— start of MATERIAL FOR THIS TASK —

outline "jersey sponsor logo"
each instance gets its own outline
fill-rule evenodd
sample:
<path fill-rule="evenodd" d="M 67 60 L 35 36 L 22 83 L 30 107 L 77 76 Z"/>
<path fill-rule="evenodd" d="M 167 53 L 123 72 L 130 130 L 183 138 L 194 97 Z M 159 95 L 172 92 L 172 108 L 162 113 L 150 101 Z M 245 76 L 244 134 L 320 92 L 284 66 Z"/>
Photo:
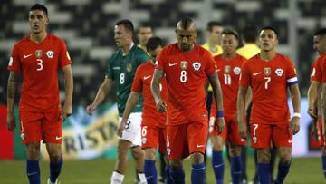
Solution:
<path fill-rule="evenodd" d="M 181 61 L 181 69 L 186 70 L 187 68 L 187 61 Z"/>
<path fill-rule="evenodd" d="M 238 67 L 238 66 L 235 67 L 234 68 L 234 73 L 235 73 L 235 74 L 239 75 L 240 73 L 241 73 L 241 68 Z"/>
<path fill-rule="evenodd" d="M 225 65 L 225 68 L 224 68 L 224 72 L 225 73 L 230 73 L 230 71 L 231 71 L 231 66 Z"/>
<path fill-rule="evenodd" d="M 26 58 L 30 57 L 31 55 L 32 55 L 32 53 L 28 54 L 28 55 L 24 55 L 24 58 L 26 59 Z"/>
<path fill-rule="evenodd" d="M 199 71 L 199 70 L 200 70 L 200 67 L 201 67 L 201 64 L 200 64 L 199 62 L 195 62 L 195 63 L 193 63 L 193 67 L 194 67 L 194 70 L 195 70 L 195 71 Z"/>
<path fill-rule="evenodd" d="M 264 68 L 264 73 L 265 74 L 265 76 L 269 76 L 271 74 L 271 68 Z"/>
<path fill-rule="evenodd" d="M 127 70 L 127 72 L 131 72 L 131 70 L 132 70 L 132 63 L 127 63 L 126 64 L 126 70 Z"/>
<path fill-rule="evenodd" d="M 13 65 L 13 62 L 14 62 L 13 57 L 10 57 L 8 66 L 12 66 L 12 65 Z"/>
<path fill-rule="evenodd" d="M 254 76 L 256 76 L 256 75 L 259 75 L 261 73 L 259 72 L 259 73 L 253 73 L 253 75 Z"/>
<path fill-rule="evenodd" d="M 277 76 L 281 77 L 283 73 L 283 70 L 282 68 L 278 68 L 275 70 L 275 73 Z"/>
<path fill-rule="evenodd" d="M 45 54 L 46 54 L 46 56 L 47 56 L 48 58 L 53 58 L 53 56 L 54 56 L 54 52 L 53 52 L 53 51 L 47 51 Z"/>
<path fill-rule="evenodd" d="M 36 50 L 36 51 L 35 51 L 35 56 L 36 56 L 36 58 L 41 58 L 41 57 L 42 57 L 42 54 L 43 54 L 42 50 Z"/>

— end of MATERIAL FOR THIS TASK —
— start of MATERIAL FOR THIS TASK —

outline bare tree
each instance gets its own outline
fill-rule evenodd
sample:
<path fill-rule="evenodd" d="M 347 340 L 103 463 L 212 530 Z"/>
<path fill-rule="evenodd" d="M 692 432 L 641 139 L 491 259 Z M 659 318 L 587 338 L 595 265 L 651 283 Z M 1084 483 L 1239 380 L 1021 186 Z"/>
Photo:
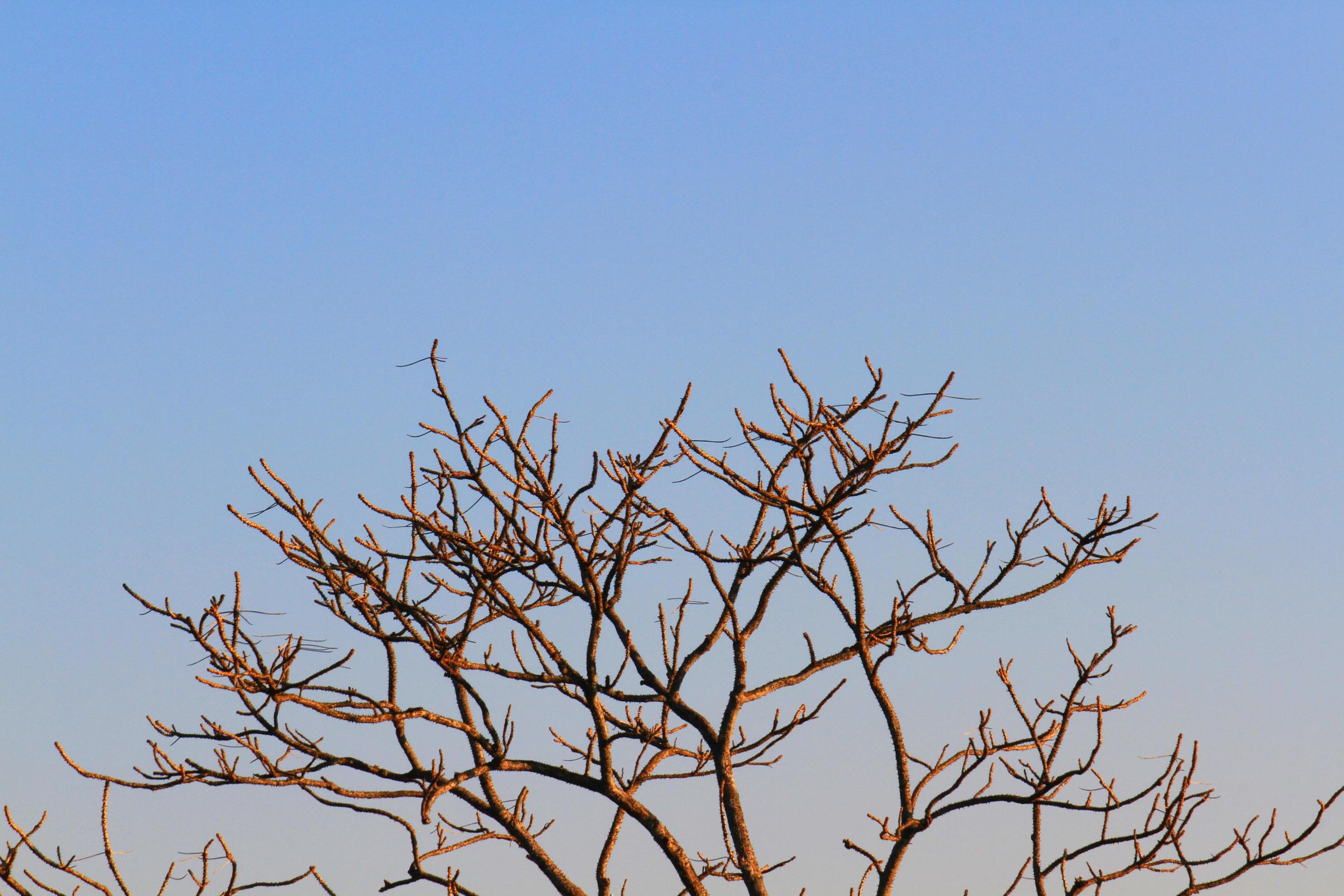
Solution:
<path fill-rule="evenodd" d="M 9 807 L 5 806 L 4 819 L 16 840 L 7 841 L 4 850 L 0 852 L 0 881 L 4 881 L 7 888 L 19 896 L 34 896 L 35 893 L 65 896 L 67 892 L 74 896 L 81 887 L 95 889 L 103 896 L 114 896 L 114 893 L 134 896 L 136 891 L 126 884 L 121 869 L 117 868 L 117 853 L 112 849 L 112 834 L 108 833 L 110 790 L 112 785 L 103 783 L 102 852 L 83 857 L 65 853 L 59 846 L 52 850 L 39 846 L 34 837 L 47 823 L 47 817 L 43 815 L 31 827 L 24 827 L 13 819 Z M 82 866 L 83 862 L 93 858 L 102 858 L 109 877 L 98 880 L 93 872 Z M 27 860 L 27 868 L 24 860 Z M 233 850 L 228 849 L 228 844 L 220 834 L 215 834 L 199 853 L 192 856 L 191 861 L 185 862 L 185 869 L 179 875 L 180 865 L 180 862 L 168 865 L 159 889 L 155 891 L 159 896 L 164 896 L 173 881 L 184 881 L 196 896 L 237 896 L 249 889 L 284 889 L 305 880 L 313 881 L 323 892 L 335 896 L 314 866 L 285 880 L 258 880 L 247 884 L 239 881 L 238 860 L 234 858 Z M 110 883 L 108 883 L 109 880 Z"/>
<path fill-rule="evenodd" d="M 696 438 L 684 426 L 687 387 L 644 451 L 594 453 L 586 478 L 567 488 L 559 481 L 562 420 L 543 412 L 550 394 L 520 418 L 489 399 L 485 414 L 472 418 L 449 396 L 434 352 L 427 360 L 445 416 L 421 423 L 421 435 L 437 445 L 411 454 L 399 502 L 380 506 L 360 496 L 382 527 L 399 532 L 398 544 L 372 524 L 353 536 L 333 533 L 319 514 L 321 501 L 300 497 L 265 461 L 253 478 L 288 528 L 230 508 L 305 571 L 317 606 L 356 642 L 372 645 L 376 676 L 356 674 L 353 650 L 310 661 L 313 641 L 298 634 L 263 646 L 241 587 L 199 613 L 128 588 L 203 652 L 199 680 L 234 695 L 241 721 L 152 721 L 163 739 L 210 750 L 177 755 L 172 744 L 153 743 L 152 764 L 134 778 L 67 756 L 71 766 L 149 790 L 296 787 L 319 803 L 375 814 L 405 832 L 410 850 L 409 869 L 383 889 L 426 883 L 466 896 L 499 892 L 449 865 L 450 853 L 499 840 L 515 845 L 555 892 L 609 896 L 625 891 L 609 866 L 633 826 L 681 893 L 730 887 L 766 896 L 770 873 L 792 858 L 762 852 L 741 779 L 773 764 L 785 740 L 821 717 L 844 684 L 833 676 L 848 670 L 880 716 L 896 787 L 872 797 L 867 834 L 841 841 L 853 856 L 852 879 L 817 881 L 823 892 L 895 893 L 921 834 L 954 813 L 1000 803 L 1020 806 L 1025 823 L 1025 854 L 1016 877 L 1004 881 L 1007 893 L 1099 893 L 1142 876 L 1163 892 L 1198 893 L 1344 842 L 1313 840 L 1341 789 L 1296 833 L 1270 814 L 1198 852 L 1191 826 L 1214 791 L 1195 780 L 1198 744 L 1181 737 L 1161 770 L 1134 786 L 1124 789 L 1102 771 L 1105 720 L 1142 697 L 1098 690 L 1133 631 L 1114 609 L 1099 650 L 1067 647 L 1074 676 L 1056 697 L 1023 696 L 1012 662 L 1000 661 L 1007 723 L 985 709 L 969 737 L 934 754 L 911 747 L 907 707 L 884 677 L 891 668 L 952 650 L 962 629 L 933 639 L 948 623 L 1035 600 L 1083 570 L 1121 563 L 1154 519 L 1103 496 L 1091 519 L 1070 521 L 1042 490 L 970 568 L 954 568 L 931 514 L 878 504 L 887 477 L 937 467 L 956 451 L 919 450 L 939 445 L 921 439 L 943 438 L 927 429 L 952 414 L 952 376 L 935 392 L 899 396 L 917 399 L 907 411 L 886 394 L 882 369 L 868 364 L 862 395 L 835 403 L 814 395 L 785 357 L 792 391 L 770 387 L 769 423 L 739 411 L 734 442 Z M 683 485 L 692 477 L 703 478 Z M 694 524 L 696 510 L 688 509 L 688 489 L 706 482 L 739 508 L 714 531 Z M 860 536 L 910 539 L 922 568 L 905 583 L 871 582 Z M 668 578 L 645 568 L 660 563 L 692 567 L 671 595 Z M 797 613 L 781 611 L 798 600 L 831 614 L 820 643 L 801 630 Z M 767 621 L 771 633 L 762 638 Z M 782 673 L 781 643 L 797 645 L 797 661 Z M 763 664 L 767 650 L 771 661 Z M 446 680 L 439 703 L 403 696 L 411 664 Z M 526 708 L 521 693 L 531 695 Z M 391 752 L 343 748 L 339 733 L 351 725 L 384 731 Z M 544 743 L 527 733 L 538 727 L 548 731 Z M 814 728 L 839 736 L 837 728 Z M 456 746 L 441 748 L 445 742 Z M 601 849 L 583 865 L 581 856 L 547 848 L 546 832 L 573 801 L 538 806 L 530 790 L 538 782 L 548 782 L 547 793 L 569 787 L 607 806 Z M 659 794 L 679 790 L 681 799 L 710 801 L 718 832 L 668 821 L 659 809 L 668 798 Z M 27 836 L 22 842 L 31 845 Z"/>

— end of MATERIAL FOR THIS TASK —

*EXERCISE INSTRUCTIONS:* Pull together every line in the records above that contains the string "outline".

*SOLUTION TO THIS PROBLEM:*
outline "jersey sponsor logo"
each instance gets its own outline
outline bare tree
each instance gets its own outline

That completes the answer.